- Exercise
Let the answer be the lines from the one with "of the beige" to the end of the entries, copied exactly with both boundary lines kept.

+++ Given records +++

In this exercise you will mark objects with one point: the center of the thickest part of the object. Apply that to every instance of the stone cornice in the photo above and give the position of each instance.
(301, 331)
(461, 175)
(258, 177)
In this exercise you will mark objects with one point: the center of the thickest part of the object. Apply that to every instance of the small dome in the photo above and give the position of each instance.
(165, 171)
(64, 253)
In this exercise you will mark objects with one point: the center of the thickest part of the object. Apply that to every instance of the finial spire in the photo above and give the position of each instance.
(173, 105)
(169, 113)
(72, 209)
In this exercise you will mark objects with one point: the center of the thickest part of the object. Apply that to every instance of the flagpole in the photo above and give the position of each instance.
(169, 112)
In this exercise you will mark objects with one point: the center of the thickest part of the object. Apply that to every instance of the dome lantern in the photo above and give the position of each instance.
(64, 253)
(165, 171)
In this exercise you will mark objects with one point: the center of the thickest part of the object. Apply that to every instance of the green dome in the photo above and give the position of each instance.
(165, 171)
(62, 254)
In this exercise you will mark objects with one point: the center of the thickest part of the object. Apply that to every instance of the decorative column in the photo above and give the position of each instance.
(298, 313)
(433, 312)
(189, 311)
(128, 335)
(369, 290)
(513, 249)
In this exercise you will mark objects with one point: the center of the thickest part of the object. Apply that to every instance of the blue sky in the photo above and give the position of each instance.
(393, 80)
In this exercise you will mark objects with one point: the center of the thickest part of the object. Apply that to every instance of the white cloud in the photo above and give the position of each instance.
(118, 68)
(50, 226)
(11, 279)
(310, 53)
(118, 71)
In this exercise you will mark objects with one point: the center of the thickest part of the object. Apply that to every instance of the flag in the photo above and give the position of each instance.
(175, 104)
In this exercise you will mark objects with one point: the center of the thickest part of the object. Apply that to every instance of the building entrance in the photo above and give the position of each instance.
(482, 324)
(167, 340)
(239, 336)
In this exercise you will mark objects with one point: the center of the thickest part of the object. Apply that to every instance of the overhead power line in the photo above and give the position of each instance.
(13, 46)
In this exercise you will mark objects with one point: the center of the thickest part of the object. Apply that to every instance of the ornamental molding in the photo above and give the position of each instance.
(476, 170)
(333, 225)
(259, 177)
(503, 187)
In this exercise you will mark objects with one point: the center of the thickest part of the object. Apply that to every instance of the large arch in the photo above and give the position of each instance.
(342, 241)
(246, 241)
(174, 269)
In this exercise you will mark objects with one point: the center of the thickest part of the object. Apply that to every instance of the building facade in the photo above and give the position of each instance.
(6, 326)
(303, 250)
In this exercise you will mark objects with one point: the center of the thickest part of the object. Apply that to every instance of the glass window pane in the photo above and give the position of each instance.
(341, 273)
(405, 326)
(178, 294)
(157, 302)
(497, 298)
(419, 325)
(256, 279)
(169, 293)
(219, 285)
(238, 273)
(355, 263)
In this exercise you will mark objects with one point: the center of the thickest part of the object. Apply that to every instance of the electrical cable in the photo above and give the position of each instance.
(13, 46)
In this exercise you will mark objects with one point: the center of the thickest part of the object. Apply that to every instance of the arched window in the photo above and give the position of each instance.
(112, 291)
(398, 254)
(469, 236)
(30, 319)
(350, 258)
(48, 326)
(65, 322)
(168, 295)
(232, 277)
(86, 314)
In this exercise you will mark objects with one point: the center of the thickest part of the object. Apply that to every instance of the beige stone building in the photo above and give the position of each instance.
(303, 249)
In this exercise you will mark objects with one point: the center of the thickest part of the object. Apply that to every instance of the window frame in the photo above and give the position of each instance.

+++

- Result below
In this exercise you will mark objects with one point: the center of the thickest part of the object. Apply that to every instance of the beige stone building in the photo above and give the position of each instance.
(303, 249)
In this exercise you will mark objects with one point: the center of the thickest part of the object. Apply that to every instance of the window frame in the photo above and give the position of each instance.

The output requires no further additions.